**TEXT PASSAGE:**

## BEGIN

Ram Yerubandi and Raj Murthy presented analysis of longshore/onshore CCIW current data using 3 models: linear regression, momentum balance and impulse-response function. Empirical models performed quite well for alongshore flow and not as well for cross-shore flow. It was suggested that similar type of analysis can be performed with model data.
Philip Chu, Vasilia Velissariou and Yong Guo reported on the progress with OSU modeling system which includes a hydrodynamic model CH3D, sediment transport model CH3D-SED, wave model WAM and wave-current boundary layer model WCBL. The fully coupled model system is extremely computer intensive and is programmed for use on parallel architecture computers (Cray T3D, Origin 2000). OSU plans to develop a bottom sediment characterization map for initialization of sediment models on the 2-km hydrodynamic grid. There is also a plan to implement a radioactive model coupled with sediment and circulation models.

## END

**DATA ENTRIES:**
## BEGIN

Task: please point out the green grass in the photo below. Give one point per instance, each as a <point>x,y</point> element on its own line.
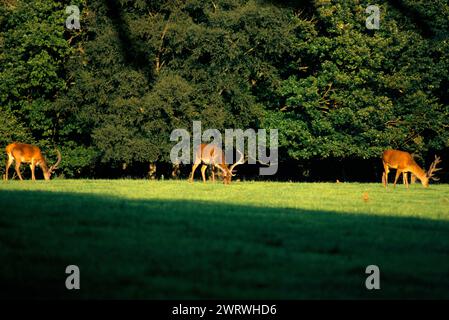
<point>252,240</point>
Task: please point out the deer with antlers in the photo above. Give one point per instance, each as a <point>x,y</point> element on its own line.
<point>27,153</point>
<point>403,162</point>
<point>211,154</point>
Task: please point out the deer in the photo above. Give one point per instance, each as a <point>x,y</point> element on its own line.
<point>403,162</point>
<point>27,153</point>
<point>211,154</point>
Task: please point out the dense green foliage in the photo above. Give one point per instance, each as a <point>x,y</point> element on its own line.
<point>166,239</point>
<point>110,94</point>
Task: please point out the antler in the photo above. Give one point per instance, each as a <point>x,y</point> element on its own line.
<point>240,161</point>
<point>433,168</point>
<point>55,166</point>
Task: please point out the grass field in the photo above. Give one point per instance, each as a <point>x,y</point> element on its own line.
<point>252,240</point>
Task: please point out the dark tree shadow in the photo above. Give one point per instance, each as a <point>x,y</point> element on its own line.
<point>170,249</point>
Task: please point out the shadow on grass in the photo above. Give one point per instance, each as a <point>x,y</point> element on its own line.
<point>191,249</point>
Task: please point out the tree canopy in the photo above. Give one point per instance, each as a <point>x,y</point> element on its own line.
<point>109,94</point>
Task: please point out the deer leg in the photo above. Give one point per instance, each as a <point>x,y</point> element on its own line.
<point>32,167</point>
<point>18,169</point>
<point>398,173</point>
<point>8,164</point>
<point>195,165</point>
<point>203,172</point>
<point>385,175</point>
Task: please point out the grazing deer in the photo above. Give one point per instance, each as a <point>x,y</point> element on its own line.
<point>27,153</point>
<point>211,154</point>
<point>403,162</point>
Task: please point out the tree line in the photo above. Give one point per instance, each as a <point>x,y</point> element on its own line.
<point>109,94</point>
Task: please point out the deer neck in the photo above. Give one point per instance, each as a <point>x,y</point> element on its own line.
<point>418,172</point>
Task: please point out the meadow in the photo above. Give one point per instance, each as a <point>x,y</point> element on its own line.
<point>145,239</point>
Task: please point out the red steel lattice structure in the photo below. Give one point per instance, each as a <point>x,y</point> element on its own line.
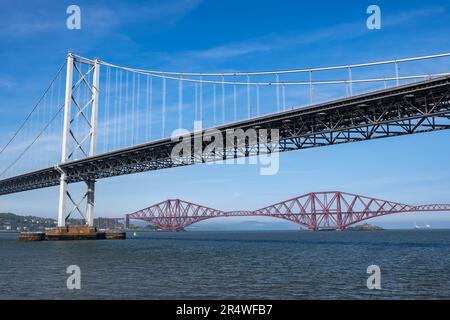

## END

**TASK INSTRUCTIONS:**
1. From the notes on current and sediment modeling, return everything from "Ram Yerubandi and" down to "with model data.".
2. In the notes on current and sediment modeling, which three models did Ram Yerubandi and Raj Murthy use to analyze the CCIW current data?
3. Write what comes next in the notes on current and sediment modeling, picking up after the last sentence shown.

**ANSWERS GIVEN:**
1.
Ram Yerubandi and Raj Murthy presented analysis of longshore/onshore CCIW current data using 3 models: linear regression, momentum balance and impulse-response function. Empirical models performed quite well for alongshore flow and not as well for cross-shore flow. It was suggested that similar type of analysis can be performed with model data.

2. Linear regression, momentum balance, and impulse-response function.

3.
Lorelle Meadows reported on the availability of current data measured with HF radar in St. Joseph area. Experiments included 2-week radar deployment in 1998, and 7-week deployments in 1999 and 2000 with addition of meteorological buoy also measuring surface currents. The HF radar requires wave heights over 1 foot to create large enough return signal for Doppler processing. Available HF radar-derived current fields will be interpolated to the 2-km hydrodynamic grid in the vicinity of the HF radar sites.
Judy Budd described availability of remote sensing data for analysis of resuspension events. Particular attention was paid to the new data from SeaWIFS system including surface reflectance and chlorophyll data. The problem of time interpolation of satellite data was also discussed.
Junaid As-Salek presented his plans to simulate high-frequency water level fluctuations and storm surges during strong wind events in Lake Michigan.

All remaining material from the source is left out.